§ **Work instructions**:
Produce a verbatim copy of the entries listed below.
(Records provided Opens)
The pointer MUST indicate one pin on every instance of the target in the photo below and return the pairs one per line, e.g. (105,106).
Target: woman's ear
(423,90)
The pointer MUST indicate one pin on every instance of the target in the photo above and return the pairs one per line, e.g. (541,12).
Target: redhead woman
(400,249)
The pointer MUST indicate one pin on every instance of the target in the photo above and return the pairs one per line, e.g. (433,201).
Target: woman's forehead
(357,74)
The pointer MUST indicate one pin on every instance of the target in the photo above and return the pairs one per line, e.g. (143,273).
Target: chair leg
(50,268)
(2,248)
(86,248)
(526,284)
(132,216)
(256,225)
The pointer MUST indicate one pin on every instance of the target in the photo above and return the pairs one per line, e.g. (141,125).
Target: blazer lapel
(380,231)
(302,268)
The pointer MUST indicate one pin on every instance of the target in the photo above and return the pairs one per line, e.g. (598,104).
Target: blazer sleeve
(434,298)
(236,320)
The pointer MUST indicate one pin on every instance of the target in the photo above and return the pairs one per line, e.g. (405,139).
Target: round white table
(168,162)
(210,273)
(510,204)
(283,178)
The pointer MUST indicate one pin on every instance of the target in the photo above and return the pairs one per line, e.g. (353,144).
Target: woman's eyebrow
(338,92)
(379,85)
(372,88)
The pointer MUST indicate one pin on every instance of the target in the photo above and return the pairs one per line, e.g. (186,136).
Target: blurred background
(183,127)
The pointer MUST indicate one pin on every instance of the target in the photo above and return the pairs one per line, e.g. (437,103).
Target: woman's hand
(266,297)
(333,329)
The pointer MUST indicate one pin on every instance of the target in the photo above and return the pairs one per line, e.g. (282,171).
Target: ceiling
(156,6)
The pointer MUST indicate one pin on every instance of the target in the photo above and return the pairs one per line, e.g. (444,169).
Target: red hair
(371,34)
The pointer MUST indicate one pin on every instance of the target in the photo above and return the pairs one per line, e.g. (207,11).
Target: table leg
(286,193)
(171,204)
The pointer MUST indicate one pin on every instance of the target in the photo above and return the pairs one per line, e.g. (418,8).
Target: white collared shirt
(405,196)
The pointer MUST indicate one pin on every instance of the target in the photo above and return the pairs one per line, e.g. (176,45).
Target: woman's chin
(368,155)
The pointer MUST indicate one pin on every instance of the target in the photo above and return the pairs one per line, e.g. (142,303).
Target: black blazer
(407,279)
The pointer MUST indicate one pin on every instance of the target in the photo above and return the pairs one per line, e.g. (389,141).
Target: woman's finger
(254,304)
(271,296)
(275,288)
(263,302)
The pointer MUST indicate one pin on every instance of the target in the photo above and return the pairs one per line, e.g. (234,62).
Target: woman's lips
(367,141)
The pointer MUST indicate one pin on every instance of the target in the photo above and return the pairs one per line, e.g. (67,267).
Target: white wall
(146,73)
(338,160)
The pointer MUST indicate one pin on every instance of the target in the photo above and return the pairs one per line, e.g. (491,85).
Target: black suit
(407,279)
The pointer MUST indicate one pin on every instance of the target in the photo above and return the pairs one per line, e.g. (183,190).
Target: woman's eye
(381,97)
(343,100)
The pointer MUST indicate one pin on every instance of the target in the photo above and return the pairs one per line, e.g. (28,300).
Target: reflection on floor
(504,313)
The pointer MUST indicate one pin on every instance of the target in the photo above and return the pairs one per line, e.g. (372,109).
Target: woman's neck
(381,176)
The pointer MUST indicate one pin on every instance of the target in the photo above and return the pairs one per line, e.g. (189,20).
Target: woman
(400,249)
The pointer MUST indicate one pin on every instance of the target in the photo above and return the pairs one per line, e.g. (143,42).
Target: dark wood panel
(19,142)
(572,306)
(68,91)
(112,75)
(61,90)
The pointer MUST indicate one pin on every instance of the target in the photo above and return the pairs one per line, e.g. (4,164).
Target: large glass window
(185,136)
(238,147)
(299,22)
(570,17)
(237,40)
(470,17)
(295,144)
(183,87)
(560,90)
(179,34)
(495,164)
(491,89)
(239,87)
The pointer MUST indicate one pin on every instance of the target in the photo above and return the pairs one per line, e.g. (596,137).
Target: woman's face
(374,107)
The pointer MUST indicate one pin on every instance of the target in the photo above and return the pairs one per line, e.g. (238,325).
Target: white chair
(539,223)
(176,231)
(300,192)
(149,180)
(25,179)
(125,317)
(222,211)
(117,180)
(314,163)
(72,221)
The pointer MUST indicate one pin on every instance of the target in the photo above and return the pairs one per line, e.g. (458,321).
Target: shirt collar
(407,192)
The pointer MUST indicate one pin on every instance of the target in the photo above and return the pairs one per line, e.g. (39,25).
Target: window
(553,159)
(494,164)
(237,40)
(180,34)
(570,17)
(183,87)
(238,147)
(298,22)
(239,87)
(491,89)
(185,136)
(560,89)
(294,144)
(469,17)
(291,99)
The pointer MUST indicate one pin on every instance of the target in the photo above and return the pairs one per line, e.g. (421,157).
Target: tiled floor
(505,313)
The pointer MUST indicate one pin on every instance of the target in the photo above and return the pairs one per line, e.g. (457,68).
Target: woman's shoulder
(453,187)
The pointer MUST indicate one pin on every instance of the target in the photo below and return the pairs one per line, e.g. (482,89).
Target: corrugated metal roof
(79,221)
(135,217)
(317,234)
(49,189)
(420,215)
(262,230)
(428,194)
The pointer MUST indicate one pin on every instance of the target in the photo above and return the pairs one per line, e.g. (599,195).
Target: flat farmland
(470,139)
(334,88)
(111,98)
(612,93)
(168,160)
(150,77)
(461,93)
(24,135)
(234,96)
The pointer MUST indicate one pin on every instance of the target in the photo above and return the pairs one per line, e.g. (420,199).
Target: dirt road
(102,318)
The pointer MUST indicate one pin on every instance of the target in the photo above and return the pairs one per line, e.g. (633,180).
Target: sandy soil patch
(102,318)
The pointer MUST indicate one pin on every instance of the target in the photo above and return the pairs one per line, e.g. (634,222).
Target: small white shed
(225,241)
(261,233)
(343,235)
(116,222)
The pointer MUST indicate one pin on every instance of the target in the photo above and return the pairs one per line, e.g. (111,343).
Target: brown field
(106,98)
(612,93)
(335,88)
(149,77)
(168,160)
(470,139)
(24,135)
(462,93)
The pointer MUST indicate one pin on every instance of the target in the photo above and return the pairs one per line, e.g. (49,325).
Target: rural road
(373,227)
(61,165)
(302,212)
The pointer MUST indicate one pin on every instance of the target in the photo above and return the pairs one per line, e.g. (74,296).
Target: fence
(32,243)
(Records provided Closes)
§ **Expected answer**:
The pointer MUST indicate one pin on every instance of the target in the photo below and return the pairs one per line, e.g. (105,106).
Target: woman's ear
(423,90)
The pointer MUST indicate one pin on every instance of the target in the photo above and return the pairs one per line, e.g. (541,12).
Target: redhead woman
(400,249)
The pointer MUST indicate one pin on every instance of the target in the photo above and return the pairs one per line, e.g. (433,201).
Target: woman's forehead
(357,74)
The pointer MUST indicate one pin on every instance of the target in the photo above and return the pairs one per line, e.g. (143,273).
Target: chair leg
(50,268)
(2,248)
(86,248)
(526,284)
(132,216)
(256,225)
The pointer MUST indicate one pin on every instance of the target in the photo above and return the pairs one per line, e.g. (141,125).
Target: blazer lapel
(380,231)
(302,268)
The pointer MUST indicate one pin on every instance of the target in the photo above and return the pairs one per line, e.g. (598,104).
Target: blazer sleeve
(434,298)
(236,320)
The pointer MUST indicate one pin on every instance of the target in the photo above and return the pairs one per line, e.g. (405,139).
Target: round white table
(168,162)
(210,273)
(510,204)
(283,178)
The pointer MUST indicate one pin on every instance of the target in the photo above and return the pairs one per line, e.g. (353,144).
Target: woman's eyebrow
(338,92)
(379,85)
(372,88)
The pointer MUST indicate one pin on every instance of the target in the photo above and return the pairs one per line, e.g. (186,136).
Target: blurred background
(183,127)
The pointer MUST indicate one pin on every instance of the target in the photo above and return the pairs one per line, e.g. (437,103).
Target: woman's hand
(266,297)
(333,329)
The pointer MUST indicate one pin on every instance of the target in the photo above and return the pairs one per line, e.g. (282,171).
Target: ceiling
(156,6)
The pointer MUST indicate one pin on every instance of the target in the photo above and return the pairs one per line, e.g. (444,169).
Target: red hair
(371,34)
The pointer MUST indicate one pin on every instance of the target in the photo above and return the pairs one per line, e.g. (207,11).
Target: table leg
(286,193)
(171,204)
The pointer MUST indicate one pin on every instance of the target in the photo above and return the pairs one per line, e.g. (418,8).
Target: white collared shirt
(405,196)
The pointer MUST indicate one pin on every instance of the target in the photo above and return the pairs one per line, e.g. (176,45).
Target: woman's chin
(368,155)
The pointer MUST indicate one pin on every instance of the target in the photo above and return the pairs one per line, e.g. (142,303).
Target: black blazer
(407,279)
The pointer MUST indicate one pin on every instance of the target in the photo above and return the pairs one per line, e.g. (389,141).
Target: woman's finger
(254,304)
(271,296)
(275,288)
(263,302)
The pointer MUST indicate one pin on every instance of the target in the photo above and return the pairs one per line, e.g. (234,62).
Target: woman's lips
(367,141)
The pointer MUST indicate one pin on every instance of the target in the photo above and return the pairs one per line, e.g. (67,267).
Target: white wall
(146,73)
(338,160)
The pointer MUST indicate one pin on every instance of the target in the photo above and return the pairs one per line, e.g. (491,85).
Target: black suit
(407,279)
The pointer MUST indicate one pin on every instance of the target in the photo above and return the pairs one per line, e.g. (183,190).
Target: woman's eye
(381,97)
(343,100)
The pointer MUST indicate one pin on every instance of the target in the photo above and return the pairs one per line, e.g. (28,300).
Target: reflection on floor
(504,313)
The pointer MUST indicate one pin on every instance of the target in the photo above and return the pairs one per line, e.g. (372,109).
Target: woman's neck
(381,176)
The pointer MUST indicate one pin on every instance of the target in the photo above and return the pairs one per line, e.g. (189,20).
Target: woman
(400,249)
The pointer MUST indicate one pin on every instance of the target in the photo above and return the pairs one per line, e.g. (143,42).
Target: dark wood panel
(19,142)
(572,306)
(68,91)
(112,75)
(61,90)
The pointer MUST indicate one pin on every instance of the target in the photo above and return the pairs one per line, e.g. (4,164).
Target: large glass window
(185,136)
(238,147)
(299,22)
(570,17)
(237,40)
(470,17)
(295,144)
(183,87)
(560,90)
(179,34)
(495,164)
(491,89)
(239,87)
The pointer MUST indicate one pin on every instance of the target in the photo above and return the pairs one per line, e.g. (596,137).
Target: woman's face
(374,107)
The pointer MUST indicate one pin on every instance of the target in the photo above and return the pairs one per line, e.g. (238,325).
Target: white chair
(539,223)
(176,231)
(300,192)
(149,180)
(25,179)
(125,317)
(222,211)
(117,180)
(314,163)
(72,221)
The pointer MUST indicate one pin on every instance of the target in the photo above and return the pairs one per line, e.g. (458,321).
Target: shirt collar
(407,192)
The pointer MUST indicate one pin on every instance of the target in the photo above and return the pairs one per line, e.g. (39,25).
Target: window
(553,159)
(494,164)
(237,40)
(180,34)
(570,17)
(183,87)
(238,147)
(298,22)
(239,87)
(491,89)
(185,136)
(560,89)
(294,144)
(469,17)
(291,99)
The pointer MUST indicate one pin on every instance of the target in the photo above and return the pairs one per line, e.g. (421,157).
Target: tiled floor
(505,313)
The pointer MUST indicate one pin on every instance of the target in the photo above and return the pairs one per line, e.g. (457,68).
Target: woman's shoulder
(453,187)
The pointer MUST indicate one pin on every instance of the target in the photo below and return the pairs one per line, e.g. (482,89).
Target: corrugated metal roof
(79,221)
(135,217)
(317,234)
(49,189)
(420,215)
(262,230)
(428,194)
The pointer MUST indicate one pin on every instance of the target in the photo above and return the pairs one per line, e.g. (599,195).
Target: flat farmland
(470,139)
(334,88)
(111,98)
(612,93)
(168,160)
(150,77)
(461,93)
(24,135)
(234,96)
The pointer MUST indicate one pin on every instance of the target in the photo above and return the pairs one per line, e.g. (420,199).
Target: dirt road
(102,318)
The pointer MUST indicate one pin on every instance of the target in the photo above and return the pairs one per line, e.g. (633,180).
Target: sandy soil patch
(102,318)
The pointer MUST indicate one pin on every instance of the target in the photo above and return the pairs one per line, e.g. (634,222).
Target: small white shed
(225,241)
(261,233)
(343,235)
(116,222)
The pointer MUST indicate one pin on every instance of the target in the photo above and return the pairs one per line, e.g. (111,343).
Target: brown field
(106,98)
(612,93)
(335,88)
(149,77)
(168,160)
(470,139)
(24,135)
(462,93)
The pointer MUST indicate one pin on every instance of the target in the photo above and return the pairs one per line, e.g. (49,325).
Target: rural road
(373,227)
(61,165)
(302,212)
The pointer MUST indicate one pin on every instance of the target in the photo above and return the pairs one per line, e.g. (74,296).
Target: fence
(32,243)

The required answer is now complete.